Textauszug:
------------------------------------------------------------------------
Digital Service Akt (I)

Die fortschreitende Digitalisierung hat unsere Welt in den letzten Jahrzehnten grundlegend verändert und die Art und Weise, wie wir Daten nutzen und teilen, neu definiert. In einer Ära, in der die digitale Welt in nahezu alle Facetten unseres Lebens eingedrungen ist, stehen wir vor der Herausforderung, den Umgang mit digitalen Diensten und Plattformen neu zu überdenken. In diesem Zusammenhang tritt der Digital Service Act (DSA) als wegweisende Gesetzgebung hervor, die darauf abzielt, die Regeln der digitalen Rechtslandschaft zu überarbeiten und eine umfassende Verantwortlichkeit für Online-Plattformen zu etablieren.

 

Die exponentielle Zunahme digitaler Dienste hat nicht nur die Art und Weise, wie wir kommunizieren und Informationen teilen, transformiert, sondern auch neue Herausforderungen hervorgebracht. Der DSA, als Teil der europäischen Bestrebungen zur Regulierung digitaler Dienste, soll eine Antwort auf diese Herausforderungen liefern. Von der Bekämpfung von Desinformation bis zur Sicherung der Meinungsfreiheit online.
------------------------------------------------------------------------
Bereitgestellte Daten:
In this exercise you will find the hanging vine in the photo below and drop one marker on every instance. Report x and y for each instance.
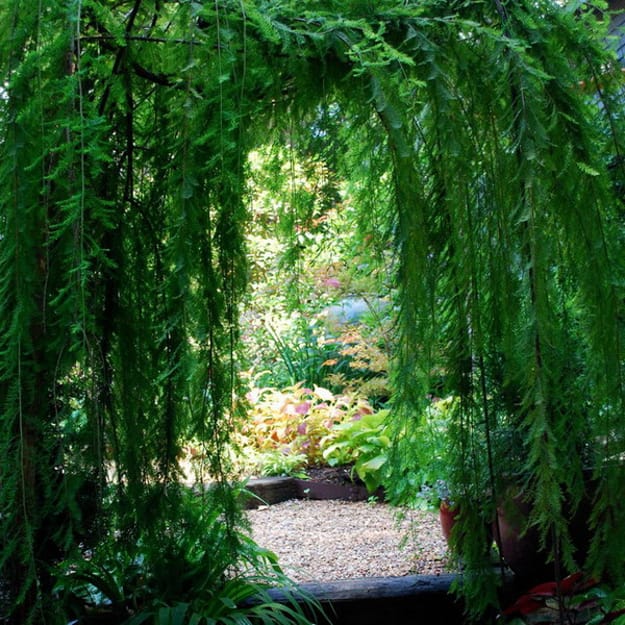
------------------------------------------------------------------------
Aufgabe 1: Was will der Digital Service Act laut dem Text über den DSA erreichen?
Aufgabe 2: Schreib den Text über den Digital Service Act nach seinem letzten Satz weiter.
Die Daten braucht man hier nicht.

Lösung 1: Er soll die Regeln der digitalen Rechtslandschaft überarbeiten und eine umfassende Verantwortlichkeit für Online-Plattformen schaffen.

Lösung 2:
Hintergrund:

 

Der Digital Service Act (DSA) wurde innerhalb einer erstaunlich kurzen Zeitspanne von der Europäischen Union verabschiedet. Das Gesetz erweitert und überarbeitet insbesondere die Haftungsregelungen, während es neue Verpflichtungen für große Online-Plattformen einführt. Der DSA ist ein zentraler Bestandteil der digitalen Agenda der EU, zusammen mit dem Digital Markets Act. Ab dem 17. Februar 2024 werden mit dem Inkrafttreten der zentralen Regelungen große Teile des deutschen Netzwerkdurchsetzungsgesetzes (NetzDG) obsolet. Dies hat weitreichende Auswirkungen auf die rechtlichen Rahmenbedingungen der plattformbasierten Digitalwirtschaft und ihre Rolle als bedeutender Vermittler in kommerziellen Transaktionen und dem gesellschaftlichen Meinungsaustausch. Erklärung der aktuellen Situation im Umgang mit Daten und digitalen Diensten.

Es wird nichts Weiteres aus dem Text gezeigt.